• Input material:
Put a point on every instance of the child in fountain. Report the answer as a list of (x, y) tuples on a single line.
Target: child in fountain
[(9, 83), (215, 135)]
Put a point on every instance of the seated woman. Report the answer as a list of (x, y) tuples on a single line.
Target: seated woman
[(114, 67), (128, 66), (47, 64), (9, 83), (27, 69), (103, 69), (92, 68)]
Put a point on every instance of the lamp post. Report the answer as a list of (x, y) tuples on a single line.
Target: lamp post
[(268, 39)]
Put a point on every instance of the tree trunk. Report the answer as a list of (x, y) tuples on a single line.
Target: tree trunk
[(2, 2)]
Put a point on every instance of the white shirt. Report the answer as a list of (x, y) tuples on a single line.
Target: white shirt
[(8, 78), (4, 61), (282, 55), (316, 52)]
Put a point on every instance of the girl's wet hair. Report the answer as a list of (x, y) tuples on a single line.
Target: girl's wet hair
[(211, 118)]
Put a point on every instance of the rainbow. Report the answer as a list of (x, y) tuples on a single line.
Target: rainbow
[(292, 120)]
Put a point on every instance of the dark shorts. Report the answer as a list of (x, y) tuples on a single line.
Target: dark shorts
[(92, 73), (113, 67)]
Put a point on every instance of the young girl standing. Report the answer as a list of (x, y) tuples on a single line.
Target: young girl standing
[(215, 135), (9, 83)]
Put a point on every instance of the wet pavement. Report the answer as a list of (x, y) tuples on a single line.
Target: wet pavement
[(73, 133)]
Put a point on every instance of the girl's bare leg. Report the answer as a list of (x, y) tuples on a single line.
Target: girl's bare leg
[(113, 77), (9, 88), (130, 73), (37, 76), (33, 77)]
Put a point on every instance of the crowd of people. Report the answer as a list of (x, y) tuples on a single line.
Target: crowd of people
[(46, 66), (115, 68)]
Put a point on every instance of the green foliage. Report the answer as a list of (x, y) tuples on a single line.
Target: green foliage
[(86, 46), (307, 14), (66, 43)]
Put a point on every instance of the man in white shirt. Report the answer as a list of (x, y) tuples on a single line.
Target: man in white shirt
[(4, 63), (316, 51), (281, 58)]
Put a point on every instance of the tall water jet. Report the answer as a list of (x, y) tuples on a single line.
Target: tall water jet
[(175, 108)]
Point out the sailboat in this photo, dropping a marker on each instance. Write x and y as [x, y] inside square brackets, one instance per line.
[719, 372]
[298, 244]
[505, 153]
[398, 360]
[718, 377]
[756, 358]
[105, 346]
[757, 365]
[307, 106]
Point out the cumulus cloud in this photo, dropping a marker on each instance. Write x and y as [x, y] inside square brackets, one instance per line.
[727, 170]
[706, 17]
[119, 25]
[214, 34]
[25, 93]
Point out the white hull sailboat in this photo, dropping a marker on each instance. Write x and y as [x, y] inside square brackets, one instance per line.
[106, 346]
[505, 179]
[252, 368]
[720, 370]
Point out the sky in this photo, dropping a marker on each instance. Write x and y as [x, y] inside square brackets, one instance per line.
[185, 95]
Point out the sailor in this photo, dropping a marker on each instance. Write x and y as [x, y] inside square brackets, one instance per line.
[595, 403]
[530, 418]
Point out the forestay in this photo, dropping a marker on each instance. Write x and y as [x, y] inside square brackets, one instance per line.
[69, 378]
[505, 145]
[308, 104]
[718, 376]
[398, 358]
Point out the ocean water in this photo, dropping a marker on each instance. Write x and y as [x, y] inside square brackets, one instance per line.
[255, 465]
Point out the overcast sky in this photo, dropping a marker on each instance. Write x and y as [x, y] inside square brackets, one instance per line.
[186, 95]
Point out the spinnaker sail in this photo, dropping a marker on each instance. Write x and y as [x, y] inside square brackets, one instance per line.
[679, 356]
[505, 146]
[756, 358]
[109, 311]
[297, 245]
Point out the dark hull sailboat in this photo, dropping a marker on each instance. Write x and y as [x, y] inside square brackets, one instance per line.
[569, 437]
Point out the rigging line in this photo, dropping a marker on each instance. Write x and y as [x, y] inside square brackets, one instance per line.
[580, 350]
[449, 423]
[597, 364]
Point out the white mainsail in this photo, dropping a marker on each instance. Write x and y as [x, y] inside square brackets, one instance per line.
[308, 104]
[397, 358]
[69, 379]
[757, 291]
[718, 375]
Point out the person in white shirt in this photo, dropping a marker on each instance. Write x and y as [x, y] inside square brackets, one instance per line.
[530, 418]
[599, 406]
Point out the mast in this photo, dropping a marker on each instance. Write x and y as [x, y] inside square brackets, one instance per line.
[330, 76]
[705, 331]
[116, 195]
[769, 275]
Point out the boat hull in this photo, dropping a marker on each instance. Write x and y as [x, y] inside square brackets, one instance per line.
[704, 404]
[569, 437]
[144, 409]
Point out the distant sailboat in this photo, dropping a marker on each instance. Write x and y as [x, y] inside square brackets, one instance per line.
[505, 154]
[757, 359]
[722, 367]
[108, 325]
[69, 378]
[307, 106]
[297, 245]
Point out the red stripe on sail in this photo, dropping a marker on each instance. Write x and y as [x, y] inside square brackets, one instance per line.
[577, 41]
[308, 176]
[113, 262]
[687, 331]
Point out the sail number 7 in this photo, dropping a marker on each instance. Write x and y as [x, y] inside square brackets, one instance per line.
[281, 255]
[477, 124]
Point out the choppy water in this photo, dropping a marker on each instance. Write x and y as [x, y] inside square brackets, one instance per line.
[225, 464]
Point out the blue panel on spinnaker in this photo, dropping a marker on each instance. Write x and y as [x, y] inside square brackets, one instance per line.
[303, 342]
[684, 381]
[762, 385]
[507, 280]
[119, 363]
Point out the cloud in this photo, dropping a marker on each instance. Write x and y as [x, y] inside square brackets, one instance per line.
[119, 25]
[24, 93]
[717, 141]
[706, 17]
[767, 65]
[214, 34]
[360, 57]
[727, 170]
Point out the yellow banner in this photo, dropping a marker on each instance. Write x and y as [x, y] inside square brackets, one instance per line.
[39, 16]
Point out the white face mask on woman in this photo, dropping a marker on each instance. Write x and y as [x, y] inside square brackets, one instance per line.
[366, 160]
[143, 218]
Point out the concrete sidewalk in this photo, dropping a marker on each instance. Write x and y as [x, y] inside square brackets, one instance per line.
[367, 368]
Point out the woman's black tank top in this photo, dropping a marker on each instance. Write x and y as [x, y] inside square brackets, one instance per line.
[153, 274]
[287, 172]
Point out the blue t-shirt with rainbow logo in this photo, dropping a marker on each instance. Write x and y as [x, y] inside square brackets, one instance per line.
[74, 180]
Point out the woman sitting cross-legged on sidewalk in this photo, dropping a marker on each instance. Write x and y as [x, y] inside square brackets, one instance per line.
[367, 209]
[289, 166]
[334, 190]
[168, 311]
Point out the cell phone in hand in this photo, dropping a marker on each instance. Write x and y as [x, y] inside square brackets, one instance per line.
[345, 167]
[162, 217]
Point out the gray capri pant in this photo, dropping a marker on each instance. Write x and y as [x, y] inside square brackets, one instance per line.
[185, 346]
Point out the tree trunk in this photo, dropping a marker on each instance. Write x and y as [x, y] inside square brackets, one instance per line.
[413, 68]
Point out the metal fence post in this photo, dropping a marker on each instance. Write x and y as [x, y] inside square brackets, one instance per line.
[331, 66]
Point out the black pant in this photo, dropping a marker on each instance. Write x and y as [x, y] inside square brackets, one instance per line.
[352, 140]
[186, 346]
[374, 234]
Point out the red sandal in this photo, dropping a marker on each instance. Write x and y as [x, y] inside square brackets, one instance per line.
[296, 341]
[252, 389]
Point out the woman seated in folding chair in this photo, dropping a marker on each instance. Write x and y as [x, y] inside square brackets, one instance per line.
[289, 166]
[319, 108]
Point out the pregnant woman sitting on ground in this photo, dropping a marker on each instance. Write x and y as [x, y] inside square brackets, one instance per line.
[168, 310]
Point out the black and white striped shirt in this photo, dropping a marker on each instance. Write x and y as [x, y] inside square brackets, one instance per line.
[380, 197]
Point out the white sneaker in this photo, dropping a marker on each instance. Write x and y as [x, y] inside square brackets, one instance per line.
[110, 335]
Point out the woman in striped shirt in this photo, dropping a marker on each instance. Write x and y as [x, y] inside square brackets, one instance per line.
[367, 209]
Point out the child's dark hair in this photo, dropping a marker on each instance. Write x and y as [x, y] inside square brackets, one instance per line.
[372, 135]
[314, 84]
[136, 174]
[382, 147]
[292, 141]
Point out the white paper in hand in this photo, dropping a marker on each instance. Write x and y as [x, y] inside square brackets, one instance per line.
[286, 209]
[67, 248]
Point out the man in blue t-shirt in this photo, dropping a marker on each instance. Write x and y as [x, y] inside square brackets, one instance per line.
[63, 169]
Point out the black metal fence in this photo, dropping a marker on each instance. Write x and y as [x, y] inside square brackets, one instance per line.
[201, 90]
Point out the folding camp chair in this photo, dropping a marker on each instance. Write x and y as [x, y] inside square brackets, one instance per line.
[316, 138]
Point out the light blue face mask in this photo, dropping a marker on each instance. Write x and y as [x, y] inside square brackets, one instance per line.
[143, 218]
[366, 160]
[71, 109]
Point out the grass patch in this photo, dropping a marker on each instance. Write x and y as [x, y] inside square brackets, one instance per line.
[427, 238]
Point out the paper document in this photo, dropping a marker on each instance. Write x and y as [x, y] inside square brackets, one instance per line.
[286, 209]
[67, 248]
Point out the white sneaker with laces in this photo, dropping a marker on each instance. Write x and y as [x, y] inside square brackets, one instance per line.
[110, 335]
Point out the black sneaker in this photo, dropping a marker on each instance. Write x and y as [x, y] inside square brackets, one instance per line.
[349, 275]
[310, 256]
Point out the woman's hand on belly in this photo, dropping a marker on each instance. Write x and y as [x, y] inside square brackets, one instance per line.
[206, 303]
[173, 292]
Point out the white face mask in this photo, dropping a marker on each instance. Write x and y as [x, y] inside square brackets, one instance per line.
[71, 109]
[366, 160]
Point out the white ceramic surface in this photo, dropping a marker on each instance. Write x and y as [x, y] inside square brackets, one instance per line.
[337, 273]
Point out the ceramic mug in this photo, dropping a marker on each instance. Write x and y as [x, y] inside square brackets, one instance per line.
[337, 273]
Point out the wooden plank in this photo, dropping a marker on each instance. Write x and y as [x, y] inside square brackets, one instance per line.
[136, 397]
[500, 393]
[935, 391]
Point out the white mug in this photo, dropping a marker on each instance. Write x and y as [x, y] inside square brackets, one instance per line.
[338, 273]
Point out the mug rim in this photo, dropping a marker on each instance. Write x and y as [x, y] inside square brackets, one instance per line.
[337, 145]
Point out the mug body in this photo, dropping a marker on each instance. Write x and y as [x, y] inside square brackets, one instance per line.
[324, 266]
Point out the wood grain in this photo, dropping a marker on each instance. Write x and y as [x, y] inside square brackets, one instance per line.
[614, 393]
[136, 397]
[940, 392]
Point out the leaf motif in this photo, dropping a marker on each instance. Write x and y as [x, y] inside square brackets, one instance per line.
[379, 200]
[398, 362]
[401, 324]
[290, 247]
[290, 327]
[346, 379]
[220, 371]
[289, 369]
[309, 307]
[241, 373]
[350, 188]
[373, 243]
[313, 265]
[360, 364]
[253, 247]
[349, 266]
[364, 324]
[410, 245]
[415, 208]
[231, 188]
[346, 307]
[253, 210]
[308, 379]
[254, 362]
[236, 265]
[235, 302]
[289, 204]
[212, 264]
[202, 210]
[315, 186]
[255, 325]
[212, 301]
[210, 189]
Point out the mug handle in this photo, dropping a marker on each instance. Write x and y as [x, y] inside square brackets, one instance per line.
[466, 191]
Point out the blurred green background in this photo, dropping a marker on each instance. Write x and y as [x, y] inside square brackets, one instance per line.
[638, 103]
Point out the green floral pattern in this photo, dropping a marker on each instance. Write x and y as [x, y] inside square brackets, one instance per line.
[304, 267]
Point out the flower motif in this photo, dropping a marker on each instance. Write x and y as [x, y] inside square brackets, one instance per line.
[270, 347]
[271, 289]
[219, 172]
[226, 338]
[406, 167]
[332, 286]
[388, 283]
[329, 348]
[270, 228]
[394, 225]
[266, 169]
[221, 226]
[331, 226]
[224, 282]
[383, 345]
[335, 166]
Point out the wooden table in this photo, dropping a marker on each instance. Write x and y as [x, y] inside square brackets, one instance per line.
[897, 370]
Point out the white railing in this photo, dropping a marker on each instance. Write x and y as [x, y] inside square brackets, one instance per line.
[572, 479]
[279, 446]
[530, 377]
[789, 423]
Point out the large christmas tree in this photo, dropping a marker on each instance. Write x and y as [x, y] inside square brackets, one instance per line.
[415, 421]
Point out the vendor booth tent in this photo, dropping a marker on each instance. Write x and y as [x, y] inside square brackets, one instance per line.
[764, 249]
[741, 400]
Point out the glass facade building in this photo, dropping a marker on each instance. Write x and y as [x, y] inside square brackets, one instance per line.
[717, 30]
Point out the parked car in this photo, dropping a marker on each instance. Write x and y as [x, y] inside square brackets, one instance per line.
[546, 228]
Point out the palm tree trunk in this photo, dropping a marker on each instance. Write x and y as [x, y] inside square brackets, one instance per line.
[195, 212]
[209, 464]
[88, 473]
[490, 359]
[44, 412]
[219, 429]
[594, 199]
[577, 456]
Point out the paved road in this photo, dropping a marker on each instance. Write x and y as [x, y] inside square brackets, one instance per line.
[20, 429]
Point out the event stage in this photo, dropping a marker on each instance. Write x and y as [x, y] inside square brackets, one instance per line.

• Work required: Your answer consists solely of the lines from the top of the records above through the line that contains "Put a point on every instance of the rainbow.", each echoed exactly.

• Answer area:
Put a point on every instance of the child in fountain. Report the answer as a list of (x, y) tuples on a single line.
Target: child in fountain
[(9, 83), (215, 135)]
Put a point on every instance of the seated woman. Report the answer as a list of (x, y) tuples on a single line.
Target: seated woman
[(114, 67), (128, 66), (47, 64), (9, 83), (27, 69), (103, 69), (92, 68)]
Put a point on every instance of the lamp post. Report the answer as a list of (x, y) tuples on a single line.
Target: lamp post
[(268, 39)]
Put a point on every instance of the tree trunk. Report the answer as a list of (x, y) tuples on a single line.
Target: tree trunk
[(2, 2)]
Put a point on every instance of the white shirt. Report the answer as a list of (x, y) tuples on a single line.
Target: white shirt
[(8, 78), (4, 61), (282, 55), (316, 52)]
Put a point on every instance of the girl's wet hair. Report the answer as a list of (x, y) tuples on a single line.
Target: girl's wet hair
[(211, 118)]
Put a point on every instance of the rainbow. Report the answer as a list of (x, y) tuples on a single line.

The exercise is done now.